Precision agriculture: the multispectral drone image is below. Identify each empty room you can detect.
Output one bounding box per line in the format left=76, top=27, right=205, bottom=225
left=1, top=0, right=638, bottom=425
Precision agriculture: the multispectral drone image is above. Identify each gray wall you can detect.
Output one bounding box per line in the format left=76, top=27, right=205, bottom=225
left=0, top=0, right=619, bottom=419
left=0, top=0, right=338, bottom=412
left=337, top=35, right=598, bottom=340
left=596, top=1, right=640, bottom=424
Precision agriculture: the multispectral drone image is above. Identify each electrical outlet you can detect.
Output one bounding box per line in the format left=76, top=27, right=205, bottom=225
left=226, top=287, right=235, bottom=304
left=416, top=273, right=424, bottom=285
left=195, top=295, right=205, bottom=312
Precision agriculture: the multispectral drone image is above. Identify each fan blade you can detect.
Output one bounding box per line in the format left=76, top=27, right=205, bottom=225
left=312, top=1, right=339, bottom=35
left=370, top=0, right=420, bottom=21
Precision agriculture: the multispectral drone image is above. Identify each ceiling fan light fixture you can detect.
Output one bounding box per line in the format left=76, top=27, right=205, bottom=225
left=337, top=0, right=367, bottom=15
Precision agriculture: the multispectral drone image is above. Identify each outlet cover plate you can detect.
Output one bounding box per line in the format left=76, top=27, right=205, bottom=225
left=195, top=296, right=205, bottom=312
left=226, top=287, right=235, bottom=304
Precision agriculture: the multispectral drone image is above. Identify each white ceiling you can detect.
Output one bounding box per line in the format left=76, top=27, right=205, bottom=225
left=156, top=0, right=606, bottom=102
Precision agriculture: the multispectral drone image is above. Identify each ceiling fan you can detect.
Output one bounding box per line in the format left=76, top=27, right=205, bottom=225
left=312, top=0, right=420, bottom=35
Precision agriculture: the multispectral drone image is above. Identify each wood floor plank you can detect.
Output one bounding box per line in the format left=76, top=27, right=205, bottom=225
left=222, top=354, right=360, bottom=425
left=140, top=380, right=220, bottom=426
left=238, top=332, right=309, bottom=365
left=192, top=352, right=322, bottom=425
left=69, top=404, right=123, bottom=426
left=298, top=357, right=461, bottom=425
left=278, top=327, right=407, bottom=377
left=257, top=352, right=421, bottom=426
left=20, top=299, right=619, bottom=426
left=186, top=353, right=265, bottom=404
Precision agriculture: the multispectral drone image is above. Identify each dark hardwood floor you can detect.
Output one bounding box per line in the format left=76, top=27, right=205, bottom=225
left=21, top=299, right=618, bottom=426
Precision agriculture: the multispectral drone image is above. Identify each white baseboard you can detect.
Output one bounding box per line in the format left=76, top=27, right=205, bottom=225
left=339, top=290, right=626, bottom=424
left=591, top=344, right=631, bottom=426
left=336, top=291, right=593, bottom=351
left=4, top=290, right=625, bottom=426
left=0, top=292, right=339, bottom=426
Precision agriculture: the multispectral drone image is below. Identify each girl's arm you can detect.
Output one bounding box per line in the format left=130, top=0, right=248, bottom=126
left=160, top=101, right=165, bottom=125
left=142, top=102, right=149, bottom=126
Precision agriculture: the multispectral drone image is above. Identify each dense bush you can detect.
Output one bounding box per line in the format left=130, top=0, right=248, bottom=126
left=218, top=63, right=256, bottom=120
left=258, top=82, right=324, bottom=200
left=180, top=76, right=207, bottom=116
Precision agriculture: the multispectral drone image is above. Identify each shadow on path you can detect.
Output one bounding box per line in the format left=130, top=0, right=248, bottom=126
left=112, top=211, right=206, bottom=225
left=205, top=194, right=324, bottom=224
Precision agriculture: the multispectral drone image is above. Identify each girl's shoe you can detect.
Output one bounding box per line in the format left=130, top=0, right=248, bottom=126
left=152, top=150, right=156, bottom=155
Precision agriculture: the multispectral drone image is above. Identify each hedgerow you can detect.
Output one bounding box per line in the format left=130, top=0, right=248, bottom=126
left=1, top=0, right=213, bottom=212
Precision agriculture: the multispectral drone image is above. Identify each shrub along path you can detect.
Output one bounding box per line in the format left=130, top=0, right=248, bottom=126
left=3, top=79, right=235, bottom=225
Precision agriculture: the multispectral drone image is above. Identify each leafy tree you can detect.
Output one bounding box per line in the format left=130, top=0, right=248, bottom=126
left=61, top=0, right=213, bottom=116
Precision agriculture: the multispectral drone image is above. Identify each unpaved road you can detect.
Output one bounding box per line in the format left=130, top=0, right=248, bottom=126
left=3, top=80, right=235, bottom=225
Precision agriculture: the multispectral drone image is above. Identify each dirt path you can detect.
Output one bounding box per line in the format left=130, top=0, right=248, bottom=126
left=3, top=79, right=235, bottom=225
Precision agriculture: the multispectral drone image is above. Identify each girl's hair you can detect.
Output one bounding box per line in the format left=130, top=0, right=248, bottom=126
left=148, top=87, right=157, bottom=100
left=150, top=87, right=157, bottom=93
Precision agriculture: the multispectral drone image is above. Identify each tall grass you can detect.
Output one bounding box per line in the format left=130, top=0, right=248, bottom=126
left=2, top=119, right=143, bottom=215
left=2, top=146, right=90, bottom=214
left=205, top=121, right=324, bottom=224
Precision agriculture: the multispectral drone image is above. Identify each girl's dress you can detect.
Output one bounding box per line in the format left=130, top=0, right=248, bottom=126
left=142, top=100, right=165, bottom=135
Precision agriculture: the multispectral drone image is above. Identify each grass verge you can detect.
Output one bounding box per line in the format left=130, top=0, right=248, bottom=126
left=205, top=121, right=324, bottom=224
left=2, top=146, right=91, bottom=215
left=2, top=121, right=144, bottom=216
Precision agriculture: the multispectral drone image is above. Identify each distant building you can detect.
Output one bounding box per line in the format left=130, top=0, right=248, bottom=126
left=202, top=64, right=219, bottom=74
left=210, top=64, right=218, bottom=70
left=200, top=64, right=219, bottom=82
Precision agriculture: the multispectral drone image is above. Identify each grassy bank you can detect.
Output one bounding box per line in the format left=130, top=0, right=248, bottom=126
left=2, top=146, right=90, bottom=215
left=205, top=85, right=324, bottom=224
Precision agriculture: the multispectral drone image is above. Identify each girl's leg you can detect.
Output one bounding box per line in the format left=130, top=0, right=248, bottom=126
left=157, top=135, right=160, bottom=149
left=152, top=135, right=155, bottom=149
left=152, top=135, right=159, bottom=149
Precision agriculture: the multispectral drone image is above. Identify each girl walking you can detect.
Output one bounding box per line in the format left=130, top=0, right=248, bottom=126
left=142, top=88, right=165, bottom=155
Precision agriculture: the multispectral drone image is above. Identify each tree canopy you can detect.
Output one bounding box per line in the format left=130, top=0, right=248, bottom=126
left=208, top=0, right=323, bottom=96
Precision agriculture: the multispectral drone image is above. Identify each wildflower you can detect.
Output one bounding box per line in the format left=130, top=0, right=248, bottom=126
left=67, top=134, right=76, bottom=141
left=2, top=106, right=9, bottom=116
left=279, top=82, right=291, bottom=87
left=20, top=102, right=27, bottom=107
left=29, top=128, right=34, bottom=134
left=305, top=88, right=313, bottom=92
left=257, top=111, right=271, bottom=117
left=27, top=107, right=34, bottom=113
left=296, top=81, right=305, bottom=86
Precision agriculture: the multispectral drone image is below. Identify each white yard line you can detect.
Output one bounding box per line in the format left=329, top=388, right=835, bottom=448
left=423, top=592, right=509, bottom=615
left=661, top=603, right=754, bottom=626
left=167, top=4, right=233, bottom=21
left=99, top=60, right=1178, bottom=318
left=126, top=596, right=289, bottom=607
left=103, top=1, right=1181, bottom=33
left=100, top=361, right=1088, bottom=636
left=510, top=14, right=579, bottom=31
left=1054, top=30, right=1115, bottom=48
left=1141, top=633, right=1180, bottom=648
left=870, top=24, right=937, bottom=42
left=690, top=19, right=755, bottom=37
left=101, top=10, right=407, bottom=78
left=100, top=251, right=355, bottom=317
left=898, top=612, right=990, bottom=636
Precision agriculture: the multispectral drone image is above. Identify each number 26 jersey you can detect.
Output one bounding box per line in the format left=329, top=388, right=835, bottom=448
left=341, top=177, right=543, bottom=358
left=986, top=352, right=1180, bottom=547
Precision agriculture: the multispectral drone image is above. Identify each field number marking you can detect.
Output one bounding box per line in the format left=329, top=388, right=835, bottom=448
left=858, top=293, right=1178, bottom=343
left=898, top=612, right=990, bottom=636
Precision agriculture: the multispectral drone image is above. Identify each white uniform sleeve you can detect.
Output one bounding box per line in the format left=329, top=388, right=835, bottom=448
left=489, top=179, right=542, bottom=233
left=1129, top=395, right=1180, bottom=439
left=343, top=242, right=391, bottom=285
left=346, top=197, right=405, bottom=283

▶ _Aim of the exercise_: State the count of lines above containing the string "number", and add nothing to it.

▶ _Response to the exercise_: 2